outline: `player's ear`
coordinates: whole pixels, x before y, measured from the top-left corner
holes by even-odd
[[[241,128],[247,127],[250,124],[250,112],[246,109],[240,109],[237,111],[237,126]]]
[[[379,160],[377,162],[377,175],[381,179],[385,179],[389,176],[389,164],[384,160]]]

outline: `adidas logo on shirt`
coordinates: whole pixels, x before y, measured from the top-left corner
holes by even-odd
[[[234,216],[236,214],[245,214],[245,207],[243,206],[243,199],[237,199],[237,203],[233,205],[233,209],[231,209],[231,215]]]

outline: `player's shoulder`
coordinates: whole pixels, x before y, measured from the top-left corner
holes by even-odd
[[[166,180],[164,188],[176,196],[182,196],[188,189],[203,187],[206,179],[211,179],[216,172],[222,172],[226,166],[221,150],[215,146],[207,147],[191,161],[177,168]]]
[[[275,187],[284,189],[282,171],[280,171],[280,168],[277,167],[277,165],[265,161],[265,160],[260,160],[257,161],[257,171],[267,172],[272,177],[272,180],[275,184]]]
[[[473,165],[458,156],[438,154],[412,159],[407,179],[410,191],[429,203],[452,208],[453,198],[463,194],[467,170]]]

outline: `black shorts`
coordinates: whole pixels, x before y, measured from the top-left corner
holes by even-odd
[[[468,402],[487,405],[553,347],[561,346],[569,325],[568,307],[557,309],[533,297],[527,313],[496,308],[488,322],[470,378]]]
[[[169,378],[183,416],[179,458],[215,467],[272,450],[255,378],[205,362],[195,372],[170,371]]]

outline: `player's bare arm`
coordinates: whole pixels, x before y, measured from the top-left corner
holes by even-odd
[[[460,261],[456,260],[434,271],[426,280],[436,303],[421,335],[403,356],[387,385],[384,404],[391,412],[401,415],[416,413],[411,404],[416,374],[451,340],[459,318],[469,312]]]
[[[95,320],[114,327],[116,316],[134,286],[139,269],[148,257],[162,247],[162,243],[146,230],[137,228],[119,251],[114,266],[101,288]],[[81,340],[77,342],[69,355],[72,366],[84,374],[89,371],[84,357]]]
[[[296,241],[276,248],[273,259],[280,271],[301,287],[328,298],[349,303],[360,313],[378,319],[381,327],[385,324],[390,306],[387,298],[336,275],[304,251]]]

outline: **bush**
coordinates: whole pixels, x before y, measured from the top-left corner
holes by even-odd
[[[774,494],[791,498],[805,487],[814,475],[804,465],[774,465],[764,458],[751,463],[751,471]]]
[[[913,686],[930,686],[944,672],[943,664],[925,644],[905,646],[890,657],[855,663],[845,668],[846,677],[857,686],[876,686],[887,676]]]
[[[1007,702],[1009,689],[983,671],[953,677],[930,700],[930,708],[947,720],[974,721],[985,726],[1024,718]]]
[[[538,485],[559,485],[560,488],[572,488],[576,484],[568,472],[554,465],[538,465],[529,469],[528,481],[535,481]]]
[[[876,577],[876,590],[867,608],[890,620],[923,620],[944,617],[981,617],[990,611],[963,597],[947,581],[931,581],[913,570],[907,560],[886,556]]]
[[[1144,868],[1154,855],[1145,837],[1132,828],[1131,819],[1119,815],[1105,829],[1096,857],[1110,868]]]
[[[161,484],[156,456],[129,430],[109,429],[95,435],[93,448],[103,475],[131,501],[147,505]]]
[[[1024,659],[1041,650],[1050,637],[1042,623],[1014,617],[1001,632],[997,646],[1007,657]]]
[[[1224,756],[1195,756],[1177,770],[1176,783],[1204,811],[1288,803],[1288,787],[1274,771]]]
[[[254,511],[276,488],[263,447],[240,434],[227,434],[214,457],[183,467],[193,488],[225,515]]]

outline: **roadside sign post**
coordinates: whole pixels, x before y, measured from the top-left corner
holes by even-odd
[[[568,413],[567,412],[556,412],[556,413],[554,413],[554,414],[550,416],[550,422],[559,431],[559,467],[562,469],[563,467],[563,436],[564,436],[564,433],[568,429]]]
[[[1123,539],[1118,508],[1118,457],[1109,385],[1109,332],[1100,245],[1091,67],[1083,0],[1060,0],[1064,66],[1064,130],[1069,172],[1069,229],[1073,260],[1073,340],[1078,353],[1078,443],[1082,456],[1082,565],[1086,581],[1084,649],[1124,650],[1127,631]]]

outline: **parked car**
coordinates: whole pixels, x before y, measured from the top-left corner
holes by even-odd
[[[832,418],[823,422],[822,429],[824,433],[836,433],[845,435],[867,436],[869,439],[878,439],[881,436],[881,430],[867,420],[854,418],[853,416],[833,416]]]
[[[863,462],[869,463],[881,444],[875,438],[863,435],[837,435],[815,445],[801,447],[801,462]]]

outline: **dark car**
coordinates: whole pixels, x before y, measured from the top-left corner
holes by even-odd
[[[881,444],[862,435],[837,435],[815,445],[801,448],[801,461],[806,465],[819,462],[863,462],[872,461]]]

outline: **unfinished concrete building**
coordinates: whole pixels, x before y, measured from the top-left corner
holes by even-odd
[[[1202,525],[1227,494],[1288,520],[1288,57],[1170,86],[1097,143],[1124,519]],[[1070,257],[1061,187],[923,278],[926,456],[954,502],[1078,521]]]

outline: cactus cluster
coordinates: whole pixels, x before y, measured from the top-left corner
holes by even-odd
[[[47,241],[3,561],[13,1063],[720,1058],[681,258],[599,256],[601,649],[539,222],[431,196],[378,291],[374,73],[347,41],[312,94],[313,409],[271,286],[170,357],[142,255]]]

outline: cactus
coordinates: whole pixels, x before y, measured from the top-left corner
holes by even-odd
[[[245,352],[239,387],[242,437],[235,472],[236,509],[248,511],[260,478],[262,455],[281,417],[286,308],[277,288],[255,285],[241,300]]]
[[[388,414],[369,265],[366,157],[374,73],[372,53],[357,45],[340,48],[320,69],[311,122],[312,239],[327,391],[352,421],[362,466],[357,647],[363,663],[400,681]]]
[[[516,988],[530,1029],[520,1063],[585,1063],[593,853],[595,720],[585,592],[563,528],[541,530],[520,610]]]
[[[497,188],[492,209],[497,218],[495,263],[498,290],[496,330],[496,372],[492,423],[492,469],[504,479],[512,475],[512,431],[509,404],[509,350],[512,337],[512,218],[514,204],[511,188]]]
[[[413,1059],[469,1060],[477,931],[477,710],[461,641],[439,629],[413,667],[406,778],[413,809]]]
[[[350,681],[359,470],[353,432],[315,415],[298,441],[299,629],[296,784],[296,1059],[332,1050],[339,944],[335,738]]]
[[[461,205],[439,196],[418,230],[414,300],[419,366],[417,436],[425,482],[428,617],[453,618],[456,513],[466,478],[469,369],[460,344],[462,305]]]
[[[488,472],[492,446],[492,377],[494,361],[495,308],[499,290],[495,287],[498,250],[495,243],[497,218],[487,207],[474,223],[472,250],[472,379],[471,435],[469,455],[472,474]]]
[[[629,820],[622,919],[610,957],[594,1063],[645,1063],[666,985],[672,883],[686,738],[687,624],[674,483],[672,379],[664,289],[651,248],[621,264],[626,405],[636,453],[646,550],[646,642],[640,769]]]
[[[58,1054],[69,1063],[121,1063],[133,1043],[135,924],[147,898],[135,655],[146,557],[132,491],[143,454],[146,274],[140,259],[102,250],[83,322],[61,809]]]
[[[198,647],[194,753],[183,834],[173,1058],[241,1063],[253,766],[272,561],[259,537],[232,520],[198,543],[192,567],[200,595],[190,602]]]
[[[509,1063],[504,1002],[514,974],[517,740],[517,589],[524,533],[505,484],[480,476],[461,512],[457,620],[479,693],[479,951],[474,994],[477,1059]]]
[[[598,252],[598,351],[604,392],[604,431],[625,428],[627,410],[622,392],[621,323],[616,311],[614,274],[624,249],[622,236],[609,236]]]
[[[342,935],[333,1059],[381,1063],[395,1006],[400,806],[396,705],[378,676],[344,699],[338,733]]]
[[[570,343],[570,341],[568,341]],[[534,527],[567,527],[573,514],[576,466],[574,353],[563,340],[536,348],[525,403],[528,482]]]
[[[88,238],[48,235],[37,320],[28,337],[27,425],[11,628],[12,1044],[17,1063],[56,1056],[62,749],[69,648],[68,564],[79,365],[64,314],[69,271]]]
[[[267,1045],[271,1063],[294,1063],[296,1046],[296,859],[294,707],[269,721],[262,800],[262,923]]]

-*-

__THE REQUEST__.
Count the lines in the data above that contain the string "cactus", and reply with only that number.

__RESULT__.
2